# The records:
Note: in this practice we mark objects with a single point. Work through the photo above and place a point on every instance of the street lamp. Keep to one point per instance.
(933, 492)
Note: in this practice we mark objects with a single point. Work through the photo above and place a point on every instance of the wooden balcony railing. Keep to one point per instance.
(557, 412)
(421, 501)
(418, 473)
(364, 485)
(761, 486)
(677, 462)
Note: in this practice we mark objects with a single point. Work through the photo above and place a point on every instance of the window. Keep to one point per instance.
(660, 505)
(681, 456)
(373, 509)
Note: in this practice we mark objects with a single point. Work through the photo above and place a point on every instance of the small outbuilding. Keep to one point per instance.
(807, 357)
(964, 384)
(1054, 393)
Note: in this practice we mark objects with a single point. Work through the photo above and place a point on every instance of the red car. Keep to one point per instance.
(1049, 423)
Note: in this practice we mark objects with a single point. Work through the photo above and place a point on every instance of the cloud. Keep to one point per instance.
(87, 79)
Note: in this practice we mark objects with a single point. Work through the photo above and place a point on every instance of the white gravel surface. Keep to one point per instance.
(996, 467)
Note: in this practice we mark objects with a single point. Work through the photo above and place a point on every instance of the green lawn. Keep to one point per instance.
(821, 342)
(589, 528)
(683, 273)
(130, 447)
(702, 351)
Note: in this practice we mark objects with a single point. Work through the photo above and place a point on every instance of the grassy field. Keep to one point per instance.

==

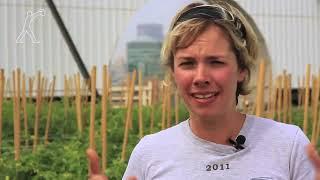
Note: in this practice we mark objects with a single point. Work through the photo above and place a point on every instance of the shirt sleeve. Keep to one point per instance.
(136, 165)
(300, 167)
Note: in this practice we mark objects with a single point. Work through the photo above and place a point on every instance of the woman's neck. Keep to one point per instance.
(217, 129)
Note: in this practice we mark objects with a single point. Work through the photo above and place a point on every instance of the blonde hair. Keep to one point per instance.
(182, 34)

--

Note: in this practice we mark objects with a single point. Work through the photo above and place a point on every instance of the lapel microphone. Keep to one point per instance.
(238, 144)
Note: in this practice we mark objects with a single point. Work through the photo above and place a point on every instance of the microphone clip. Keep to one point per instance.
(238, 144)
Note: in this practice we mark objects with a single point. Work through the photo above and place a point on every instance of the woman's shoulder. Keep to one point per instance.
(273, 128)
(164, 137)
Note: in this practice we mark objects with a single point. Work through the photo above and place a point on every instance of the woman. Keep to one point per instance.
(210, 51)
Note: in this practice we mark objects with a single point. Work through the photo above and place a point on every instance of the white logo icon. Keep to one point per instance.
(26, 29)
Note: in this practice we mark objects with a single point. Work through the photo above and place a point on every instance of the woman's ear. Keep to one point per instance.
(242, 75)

# Your assignment:
Copy the records above exactly, beginning at the line that contains "outbuilding. Keep to one point per instance." and stopping after the line that contains "field. Keep to one point per instance.".

# Written response:
Note: in this practice we mark objects with a single point. Work through the photo above and place a point on every instance of the small outbuilding. Keep to one point per instance.
(807, 357)
(964, 384)
(1054, 393)
Note: in this practice we mark objects with a single point. Work through the photo above and place a point on every instance of the red car. Keep to one point per instance.
(1049, 423)
Note: in this practice we mark objects with a single point. Work through the photo above and place a point on every instance of the cloud. Keep to one point per instance.
(87, 79)
Note: in this practice we mark objects with a single point. Work through the photo above and place a point on every instance of the white gravel surface. Keep to one point per instance.
(996, 467)
Note: in this practice we mark objects with a single point. Work through the photo above and place a point on every instance of the green lawn. Keep to one point per instance.
(821, 342)
(589, 528)
(683, 273)
(130, 447)
(702, 351)
Note: in this practice we mark objects with a single point. Work through the photo above and place a point on every instance of the grassy field. Keep to one point per instance.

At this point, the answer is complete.